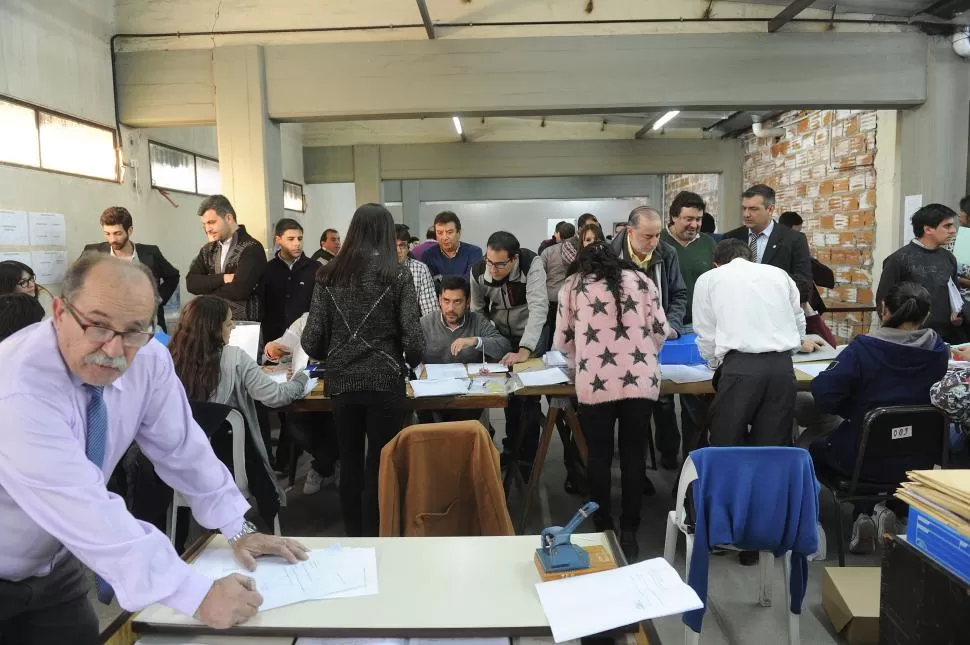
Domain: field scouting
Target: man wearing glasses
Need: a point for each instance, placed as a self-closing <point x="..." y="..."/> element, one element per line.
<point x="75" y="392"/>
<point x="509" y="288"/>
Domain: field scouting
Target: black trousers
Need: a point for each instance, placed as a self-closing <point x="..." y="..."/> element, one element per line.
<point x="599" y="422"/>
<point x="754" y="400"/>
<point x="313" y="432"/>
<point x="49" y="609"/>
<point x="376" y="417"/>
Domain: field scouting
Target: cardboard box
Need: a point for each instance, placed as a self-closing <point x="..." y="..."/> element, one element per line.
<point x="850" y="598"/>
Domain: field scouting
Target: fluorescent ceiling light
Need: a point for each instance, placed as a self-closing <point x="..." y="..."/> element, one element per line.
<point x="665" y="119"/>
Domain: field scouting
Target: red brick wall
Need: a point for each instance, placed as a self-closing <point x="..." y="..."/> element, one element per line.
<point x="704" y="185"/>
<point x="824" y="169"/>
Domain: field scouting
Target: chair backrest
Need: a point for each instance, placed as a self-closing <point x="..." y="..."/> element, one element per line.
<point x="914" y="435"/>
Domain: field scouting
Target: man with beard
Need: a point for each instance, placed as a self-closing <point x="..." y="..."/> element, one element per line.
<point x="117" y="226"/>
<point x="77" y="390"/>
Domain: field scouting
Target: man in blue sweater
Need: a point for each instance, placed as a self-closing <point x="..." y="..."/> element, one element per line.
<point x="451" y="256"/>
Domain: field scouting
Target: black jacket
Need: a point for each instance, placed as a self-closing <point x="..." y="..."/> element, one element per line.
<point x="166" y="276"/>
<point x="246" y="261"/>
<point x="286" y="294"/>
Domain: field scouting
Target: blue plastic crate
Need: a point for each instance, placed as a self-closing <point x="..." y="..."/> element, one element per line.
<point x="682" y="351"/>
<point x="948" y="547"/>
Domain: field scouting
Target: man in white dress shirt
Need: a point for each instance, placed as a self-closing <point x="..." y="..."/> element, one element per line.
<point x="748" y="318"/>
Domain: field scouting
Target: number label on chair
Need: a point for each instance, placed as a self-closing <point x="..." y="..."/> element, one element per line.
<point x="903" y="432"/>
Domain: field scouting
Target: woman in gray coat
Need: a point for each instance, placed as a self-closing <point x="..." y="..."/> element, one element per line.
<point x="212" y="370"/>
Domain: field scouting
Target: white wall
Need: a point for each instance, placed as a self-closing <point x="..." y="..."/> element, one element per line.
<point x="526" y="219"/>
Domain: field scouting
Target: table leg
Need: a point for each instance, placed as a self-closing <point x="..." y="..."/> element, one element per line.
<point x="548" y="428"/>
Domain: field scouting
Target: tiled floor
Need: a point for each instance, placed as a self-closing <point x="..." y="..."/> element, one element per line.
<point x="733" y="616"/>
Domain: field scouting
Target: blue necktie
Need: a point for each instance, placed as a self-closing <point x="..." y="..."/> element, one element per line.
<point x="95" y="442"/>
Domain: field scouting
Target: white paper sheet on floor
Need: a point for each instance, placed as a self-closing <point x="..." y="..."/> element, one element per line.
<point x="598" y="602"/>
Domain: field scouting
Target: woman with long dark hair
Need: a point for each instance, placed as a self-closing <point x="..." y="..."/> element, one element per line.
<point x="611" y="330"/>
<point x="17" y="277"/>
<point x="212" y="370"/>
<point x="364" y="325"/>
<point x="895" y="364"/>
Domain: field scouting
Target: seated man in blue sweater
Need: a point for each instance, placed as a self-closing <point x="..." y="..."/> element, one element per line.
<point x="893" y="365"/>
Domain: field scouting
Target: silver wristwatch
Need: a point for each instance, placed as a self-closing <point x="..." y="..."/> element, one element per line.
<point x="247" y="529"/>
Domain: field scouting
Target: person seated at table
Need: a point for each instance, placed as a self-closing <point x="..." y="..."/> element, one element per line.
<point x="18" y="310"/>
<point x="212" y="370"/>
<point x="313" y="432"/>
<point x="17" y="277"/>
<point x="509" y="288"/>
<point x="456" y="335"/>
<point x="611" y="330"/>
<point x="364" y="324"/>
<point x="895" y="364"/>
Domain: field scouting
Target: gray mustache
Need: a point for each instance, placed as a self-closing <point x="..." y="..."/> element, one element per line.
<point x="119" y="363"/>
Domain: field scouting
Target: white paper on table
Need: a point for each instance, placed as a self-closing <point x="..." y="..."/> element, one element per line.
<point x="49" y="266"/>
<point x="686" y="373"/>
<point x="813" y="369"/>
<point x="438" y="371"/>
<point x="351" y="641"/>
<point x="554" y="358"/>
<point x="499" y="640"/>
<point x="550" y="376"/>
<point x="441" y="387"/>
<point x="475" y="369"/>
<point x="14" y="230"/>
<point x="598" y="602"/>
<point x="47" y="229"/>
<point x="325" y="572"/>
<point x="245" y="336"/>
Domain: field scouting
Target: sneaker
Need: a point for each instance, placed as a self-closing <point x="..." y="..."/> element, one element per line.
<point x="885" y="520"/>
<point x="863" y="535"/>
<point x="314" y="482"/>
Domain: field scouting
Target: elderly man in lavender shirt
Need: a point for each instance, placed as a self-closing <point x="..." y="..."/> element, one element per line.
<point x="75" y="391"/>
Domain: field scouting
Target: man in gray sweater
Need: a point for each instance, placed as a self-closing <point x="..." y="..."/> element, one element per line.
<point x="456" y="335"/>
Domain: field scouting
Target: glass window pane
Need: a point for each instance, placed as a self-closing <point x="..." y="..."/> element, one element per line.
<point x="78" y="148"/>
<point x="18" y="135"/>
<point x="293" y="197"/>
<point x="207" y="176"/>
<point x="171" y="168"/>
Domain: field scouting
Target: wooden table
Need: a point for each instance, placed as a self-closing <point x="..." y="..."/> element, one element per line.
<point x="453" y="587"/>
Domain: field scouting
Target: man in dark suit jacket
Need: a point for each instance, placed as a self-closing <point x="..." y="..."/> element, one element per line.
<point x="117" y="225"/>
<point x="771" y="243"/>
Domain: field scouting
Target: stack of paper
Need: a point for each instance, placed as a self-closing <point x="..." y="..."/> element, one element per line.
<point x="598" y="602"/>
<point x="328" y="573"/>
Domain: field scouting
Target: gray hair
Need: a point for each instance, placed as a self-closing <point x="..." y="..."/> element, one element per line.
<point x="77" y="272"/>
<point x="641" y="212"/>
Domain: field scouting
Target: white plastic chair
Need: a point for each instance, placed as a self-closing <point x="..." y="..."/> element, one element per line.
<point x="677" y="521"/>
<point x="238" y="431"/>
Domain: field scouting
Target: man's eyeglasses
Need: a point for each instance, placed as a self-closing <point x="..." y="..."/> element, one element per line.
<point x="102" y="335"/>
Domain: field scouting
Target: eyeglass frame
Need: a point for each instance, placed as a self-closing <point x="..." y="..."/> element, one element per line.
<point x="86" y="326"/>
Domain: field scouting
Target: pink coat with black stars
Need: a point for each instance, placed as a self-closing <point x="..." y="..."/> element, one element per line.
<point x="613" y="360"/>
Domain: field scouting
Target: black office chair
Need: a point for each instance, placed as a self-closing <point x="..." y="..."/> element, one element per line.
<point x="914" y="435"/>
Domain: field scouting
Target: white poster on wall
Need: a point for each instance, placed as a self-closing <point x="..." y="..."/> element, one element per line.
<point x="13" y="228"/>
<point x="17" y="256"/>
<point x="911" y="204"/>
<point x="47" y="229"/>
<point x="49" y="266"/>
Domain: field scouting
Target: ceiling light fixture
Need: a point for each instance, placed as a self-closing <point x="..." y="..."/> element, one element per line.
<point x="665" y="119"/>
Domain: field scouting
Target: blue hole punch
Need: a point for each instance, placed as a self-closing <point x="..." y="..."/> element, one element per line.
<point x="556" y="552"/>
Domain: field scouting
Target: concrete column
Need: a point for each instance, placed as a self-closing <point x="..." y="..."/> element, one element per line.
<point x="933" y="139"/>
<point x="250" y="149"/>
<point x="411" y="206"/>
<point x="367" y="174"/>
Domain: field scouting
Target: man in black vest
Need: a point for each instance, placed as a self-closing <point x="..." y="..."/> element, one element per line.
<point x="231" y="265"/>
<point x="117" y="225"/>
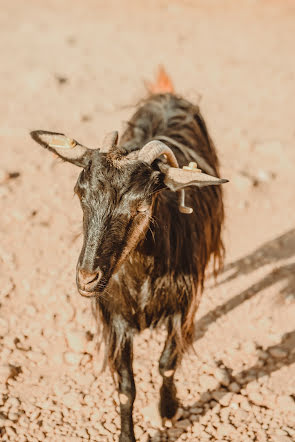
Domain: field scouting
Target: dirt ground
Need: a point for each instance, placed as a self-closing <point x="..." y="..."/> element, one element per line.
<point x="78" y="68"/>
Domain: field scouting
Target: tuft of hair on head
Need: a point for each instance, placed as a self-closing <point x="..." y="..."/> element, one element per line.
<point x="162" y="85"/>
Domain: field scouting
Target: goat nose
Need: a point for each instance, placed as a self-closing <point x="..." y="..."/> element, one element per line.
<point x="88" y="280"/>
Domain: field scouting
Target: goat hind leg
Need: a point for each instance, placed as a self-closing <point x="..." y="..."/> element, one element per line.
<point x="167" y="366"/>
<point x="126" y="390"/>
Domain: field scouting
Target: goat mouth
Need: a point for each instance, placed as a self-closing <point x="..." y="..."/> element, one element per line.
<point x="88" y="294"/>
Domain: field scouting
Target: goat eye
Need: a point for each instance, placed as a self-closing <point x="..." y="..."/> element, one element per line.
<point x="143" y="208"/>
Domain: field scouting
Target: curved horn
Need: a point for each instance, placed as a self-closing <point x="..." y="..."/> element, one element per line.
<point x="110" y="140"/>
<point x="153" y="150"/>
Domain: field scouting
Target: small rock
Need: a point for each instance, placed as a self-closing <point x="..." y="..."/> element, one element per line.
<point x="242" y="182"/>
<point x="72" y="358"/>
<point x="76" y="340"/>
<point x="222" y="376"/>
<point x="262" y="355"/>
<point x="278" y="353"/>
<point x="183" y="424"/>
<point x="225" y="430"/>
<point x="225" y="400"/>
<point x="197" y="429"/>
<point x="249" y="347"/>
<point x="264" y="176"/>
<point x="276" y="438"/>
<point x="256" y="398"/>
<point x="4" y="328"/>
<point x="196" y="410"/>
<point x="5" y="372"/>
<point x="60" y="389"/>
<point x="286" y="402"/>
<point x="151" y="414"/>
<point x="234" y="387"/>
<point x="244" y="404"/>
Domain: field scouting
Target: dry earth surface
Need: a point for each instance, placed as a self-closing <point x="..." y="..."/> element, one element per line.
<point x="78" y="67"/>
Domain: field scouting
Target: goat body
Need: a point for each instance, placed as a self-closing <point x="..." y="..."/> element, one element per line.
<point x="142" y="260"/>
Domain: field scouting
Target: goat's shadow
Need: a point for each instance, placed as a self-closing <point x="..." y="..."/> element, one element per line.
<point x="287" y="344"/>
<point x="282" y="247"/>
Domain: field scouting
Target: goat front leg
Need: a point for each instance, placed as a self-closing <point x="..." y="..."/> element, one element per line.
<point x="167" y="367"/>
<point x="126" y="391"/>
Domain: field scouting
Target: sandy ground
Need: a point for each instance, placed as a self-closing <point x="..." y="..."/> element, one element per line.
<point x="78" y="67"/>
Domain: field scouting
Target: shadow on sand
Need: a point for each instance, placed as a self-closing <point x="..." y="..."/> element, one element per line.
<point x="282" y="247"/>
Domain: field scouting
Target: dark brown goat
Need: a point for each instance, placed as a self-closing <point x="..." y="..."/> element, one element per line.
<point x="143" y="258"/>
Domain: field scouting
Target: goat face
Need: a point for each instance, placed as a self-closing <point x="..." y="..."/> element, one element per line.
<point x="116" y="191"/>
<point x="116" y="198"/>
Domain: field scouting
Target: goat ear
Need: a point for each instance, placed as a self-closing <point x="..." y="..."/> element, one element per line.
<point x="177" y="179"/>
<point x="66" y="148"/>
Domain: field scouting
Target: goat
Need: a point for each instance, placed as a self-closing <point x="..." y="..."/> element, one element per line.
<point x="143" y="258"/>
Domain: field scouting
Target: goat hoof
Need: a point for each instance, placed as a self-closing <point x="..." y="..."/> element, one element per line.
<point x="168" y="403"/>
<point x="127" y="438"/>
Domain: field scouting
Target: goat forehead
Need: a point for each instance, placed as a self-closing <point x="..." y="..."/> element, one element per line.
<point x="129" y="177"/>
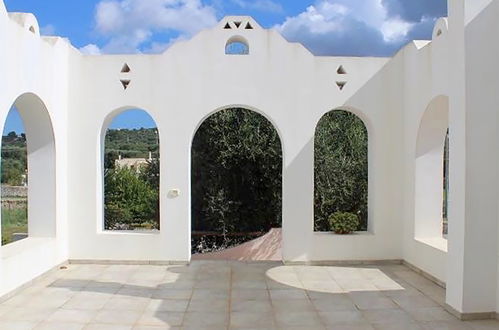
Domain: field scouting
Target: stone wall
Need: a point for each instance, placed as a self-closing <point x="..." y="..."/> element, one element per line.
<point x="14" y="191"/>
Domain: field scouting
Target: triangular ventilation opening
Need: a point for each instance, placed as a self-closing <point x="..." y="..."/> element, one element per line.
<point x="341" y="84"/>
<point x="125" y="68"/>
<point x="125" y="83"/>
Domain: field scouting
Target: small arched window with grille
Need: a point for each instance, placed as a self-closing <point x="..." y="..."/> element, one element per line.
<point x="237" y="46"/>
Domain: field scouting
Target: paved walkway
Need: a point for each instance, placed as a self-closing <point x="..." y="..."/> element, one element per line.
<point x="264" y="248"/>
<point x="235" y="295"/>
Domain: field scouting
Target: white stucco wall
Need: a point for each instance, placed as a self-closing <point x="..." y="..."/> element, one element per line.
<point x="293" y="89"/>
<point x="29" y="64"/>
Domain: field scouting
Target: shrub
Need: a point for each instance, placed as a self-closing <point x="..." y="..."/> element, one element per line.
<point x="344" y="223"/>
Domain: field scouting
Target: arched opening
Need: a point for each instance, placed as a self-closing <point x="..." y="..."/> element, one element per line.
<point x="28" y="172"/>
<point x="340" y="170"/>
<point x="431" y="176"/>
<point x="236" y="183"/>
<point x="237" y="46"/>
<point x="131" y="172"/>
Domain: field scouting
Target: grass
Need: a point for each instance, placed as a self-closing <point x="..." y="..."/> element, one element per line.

WHAT THE TASK ASKS
Return each line of the listing above that contains the word "floor".

ANSWER TO THE TASK
Target: tiled floor
Target: white paper sheet on floor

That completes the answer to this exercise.